:: Data provided

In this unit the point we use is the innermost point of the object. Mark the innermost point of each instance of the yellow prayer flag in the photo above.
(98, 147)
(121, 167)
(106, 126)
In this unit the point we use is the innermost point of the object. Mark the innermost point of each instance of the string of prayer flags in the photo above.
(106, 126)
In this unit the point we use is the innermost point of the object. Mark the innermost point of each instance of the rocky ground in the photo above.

::::

» **Exercise**
Once you have read the listing, copy it out exactly.

» **Exercise output**
In this unit the point we use is the innermost point of the object. Mark the innermost point of each instance of the yellow prayer flag in the photo above.
(98, 147)
(121, 167)
(106, 126)
In this unit the point we use is the innermost point of the object. Mark the innermost point of each instance of the string of prayer flags in the photo above.
(106, 126)
In this unit the point we use is the innermost point of the object. Mark the innermost point of each instance of the rocky ground in the photo above.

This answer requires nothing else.